* _Instructions to follow_: Extract the lines beginning at the one that holds "Exercise. Spot the boat fender" and ending at the final line of the material below, keeping them exact and leaving out all pictures.

Location identification entries:
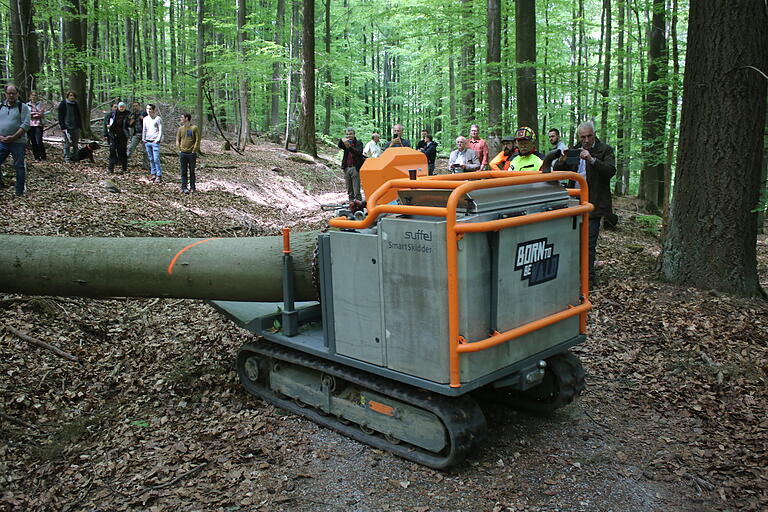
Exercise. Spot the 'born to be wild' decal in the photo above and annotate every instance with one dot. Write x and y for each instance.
(537, 261)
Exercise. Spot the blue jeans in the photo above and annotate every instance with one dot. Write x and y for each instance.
(16, 149)
(153, 152)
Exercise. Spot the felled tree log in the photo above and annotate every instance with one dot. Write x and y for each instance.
(244, 269)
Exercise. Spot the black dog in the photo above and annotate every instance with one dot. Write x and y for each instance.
(86, 153)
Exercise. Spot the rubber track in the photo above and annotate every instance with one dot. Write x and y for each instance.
(570, 376)
(462, 418)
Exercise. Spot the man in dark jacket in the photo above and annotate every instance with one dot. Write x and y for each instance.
(351, 161)
(597, 163)
(70, 123)
(118, 132)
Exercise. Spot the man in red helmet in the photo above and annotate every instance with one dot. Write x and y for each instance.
(527, 160)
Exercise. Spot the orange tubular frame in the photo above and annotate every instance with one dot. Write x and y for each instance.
(462, 184)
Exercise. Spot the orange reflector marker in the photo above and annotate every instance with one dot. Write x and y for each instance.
(381, 408)
(286, 240)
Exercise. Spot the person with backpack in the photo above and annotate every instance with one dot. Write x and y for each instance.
(36, 125)
(14, 123)
(70, 123)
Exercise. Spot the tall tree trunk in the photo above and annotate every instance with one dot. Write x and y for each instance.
(493, 63)
(621, 159)
(652, 185)
(199, 62)
(606, 71)
(525, 49)
(172, 26)
(673, 119)
(26, 59)
(711, 241)
(306, 140)
(129, 54)
(77, 80)
(242, 139)
(274, 114)
(467, 75)
(328, 73)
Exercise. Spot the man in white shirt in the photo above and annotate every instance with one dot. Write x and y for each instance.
(462, 158)
(373, 149)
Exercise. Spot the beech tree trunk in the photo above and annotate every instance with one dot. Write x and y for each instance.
(26, 60)
(525, 49)
(247, 268)
(242, 139)
(652, 186)
(199, 61)
(306, 140)
(711, 240)
(493, 62)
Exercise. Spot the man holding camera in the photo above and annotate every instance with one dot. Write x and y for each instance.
(597, 163)
(351, 161)
(397, 140)
(462, 158)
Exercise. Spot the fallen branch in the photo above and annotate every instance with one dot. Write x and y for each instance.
(39, 343)
(17, 421)
(178, 478)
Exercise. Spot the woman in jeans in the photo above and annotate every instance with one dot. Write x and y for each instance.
(36, 124)
(151, 134)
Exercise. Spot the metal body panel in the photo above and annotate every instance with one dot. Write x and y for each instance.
(356, 296)
(414, 296)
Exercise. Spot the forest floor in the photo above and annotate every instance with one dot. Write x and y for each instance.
(152, 417)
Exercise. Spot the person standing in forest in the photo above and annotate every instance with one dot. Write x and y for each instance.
(527, 159)
(14, 123)
(429, 148)
(554, 140)
(372, 149)
(462, 159)
(478, 145)
(118, 133)
(501, 161)
(597, 163)
(70, 123)
(151, 135)
(136, 122)
(351, 161)
(188, 146)
(397, 140)
(36, 125)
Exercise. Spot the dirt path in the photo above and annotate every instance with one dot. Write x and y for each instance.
(153, 418)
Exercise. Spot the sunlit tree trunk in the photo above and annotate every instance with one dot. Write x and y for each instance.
(527, 101)
(306, 140)
(712, 235)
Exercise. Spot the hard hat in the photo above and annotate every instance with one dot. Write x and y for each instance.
(525, 133)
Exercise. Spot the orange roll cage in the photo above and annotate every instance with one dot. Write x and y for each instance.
(462, 184)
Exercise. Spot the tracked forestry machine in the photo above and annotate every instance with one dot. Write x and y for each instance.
(391, 325)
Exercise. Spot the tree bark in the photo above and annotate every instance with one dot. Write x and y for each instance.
(525, 49)
(493, 63)
(621, 161)
(606, 71)
(711, 241)
(26, 59)
(467, 75)
(277, 68)
(200, 61)
(306, 140)
(242, 139)
(652, 186)
(248, 269)
(328, 73)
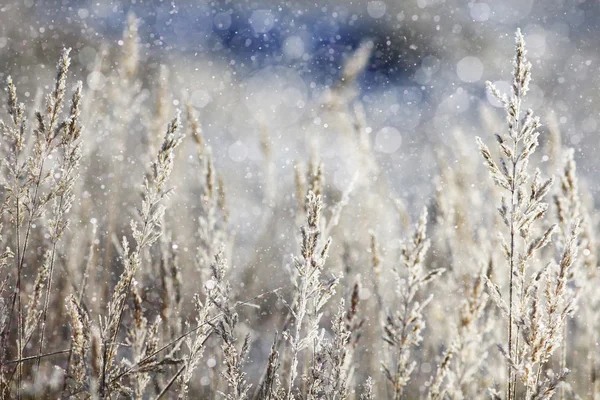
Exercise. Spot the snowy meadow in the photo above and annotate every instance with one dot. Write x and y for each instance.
(297, 200)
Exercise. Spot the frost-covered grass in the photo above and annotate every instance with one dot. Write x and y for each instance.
(135, 262)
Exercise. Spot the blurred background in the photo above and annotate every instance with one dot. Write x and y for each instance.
(265, 62)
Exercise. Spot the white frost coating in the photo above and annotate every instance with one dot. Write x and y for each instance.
(503, 87)
(388, 140)
(96, 80)
(262, 21)
(376, 9)
(238, 151)
(469, 69)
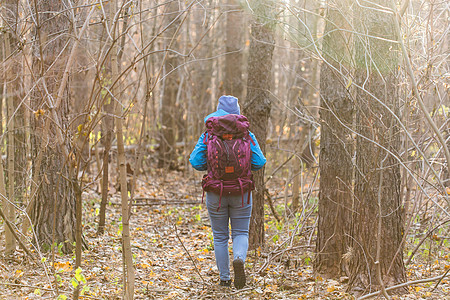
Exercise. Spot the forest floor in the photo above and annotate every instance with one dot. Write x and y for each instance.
(174, 258)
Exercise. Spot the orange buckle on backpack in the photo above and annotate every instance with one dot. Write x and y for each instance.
(229, 169)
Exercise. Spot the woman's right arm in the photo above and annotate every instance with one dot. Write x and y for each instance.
(198, 156)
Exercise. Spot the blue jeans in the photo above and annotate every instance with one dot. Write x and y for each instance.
(230, 209)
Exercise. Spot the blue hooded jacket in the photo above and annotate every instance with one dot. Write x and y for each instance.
(198, 157)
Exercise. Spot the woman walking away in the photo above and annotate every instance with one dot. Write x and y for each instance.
(228, 151)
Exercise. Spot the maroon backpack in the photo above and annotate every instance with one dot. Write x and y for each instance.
(229, 156)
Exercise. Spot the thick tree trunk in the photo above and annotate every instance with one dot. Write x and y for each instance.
(167, 154)
(233, 84)
(53, 213)
(257, 109)
(336, 146)
(377, 250)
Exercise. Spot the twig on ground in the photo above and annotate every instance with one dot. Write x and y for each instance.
(24, 248)
(403, 285)
(437, 283)
(423, 240)
(187, 252)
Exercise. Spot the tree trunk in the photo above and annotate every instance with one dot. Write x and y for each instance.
(377, 251)
(336, 146)
(167, 154)
(53, 213)
(107, 125)
(234, 44)
(128, 268)
(257, 109)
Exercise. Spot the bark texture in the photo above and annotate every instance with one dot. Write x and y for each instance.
(53, 212)
(257, 109)
(336, 147)
(377, 177)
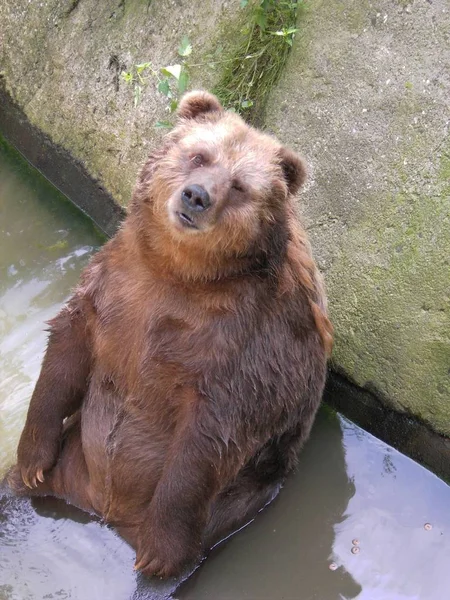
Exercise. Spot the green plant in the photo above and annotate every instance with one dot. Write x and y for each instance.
(173, 80)
(257, 63)
(248, 75)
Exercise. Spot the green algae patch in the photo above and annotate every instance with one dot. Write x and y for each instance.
(377, 205)
(254, 66)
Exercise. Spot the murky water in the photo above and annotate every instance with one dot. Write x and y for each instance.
(350, 491)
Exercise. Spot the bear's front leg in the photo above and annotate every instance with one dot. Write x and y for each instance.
(58, 393)
(171, 534)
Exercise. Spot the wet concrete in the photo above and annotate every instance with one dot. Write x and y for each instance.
(357, 520)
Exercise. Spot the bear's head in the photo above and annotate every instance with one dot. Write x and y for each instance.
(217, 196)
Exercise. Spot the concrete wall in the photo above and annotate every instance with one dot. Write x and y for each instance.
(366, 98)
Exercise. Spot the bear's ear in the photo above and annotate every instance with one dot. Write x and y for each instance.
(196, 104)
(294, 169)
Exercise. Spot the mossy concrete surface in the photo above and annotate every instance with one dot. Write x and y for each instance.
(61, 60)
(366, 99)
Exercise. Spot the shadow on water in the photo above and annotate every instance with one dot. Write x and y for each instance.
(286, 552)
(348, 486)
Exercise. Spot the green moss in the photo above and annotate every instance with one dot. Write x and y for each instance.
(253, 68)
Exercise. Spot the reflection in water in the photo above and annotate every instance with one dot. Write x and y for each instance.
(286, 552)
(348, 485)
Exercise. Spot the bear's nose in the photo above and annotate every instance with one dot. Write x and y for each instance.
(196, 198)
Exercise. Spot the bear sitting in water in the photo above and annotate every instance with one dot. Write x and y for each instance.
(184, 374)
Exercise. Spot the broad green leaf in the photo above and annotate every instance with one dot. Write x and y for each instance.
(163, 87)
(260, 18)
(142, 67)
(183, 82)
(137, 94)
(163, 125)
(127, 76)
(185, 48)
(172, 71)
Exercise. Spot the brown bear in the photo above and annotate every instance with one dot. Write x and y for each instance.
(184, 373)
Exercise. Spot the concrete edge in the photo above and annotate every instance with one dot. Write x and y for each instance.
(66, 173)
(402, 431)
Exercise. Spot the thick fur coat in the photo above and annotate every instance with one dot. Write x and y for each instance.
(184, 374)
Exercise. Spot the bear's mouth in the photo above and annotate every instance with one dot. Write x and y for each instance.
(186, 220)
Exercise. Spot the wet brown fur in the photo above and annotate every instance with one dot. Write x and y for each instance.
(188, 366)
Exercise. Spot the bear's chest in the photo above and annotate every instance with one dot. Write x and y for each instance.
(165, 338)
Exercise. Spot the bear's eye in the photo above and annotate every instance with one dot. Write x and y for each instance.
(237, 187)
(198, 160)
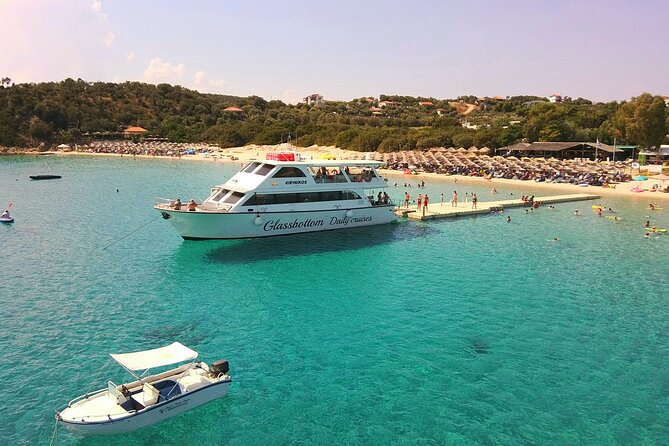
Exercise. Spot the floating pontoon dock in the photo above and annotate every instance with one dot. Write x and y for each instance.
(436, 209)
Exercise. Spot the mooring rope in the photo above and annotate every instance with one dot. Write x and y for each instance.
(54, 434)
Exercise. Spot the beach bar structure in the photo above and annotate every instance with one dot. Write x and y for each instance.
(134, 131)
(563, 150)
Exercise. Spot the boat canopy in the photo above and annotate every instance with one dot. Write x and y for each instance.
(158, 357)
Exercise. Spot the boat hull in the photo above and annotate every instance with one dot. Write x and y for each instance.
(235, 225)
(149, 416)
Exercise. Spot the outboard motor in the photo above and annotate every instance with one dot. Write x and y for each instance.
(220, 367)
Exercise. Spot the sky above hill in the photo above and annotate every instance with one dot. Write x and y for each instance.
(600, 50)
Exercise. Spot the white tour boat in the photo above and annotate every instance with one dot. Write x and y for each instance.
(285, 195)
(149, 399)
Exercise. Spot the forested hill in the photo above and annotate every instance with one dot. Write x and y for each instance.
(73, 111)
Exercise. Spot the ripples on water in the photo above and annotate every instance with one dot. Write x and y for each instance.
(468, 331)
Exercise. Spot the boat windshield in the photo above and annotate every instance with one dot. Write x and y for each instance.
(258, 168)
(334, 174)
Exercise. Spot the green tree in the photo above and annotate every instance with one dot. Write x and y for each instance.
(642, 121)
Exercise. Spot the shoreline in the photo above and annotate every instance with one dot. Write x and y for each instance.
(251, 153)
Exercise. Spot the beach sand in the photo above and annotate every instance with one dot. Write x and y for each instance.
(255, 152)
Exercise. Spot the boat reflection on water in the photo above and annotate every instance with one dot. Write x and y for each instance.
(314, 243)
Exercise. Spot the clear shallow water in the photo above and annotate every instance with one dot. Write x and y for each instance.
(468, 331)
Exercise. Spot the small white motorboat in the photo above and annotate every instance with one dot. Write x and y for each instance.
(150, 398)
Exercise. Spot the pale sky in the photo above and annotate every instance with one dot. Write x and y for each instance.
(600, 50)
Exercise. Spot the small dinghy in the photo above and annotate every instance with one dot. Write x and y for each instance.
(45, 177)
(5, 217)
(150, 398)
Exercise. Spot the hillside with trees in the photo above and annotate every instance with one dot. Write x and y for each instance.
(76, 111)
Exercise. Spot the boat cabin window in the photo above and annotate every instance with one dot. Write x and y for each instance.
(289, 172)
(264, 169)
(233, 197)
(251, 167)
(303, 197)
(361, 174)
(350, 195)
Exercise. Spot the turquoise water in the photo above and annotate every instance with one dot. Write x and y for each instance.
(465, 331)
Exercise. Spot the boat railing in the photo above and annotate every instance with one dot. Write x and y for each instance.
(213, 206)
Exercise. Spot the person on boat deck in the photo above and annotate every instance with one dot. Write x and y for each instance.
(386, 198)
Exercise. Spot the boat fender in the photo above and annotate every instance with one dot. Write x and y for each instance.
(220, 367)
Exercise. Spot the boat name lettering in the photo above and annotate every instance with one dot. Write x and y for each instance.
(278, 225)
(346, 220)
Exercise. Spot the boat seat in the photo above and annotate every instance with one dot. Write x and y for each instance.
(148, 396)
(192, 380)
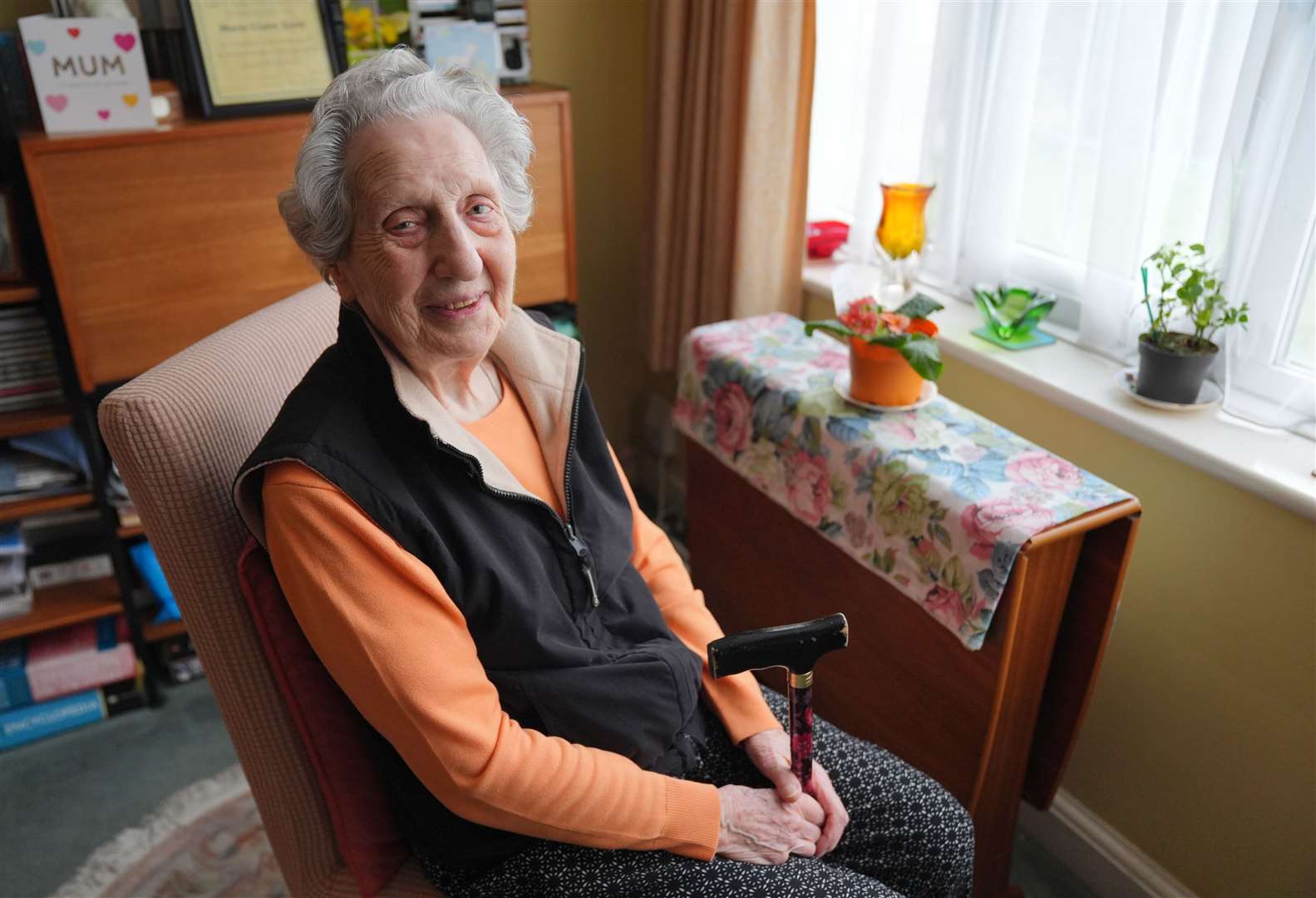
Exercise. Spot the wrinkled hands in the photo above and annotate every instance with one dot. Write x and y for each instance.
(766, 826)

* _Solution below_:
Exercise. Spot the boat fender in the photo above and annotate every instance with one dot. Write x and y for each instance.
(220, 367)
Exercise. Spot the boat name lettering in the photo above and annotate every instance with one dot. Write x and y for each instance.
(278, 225)
(346, 220)
Exercise. Spot the boat seat in the photo above and annotate every instance with one dot. Write x and y for each instance.
(148, 396)
(192, 380)
Exercise. Spot the wrinkled hands in the photo above and annotate every instance with one dot. Write x and y for each instance.
(766, 826)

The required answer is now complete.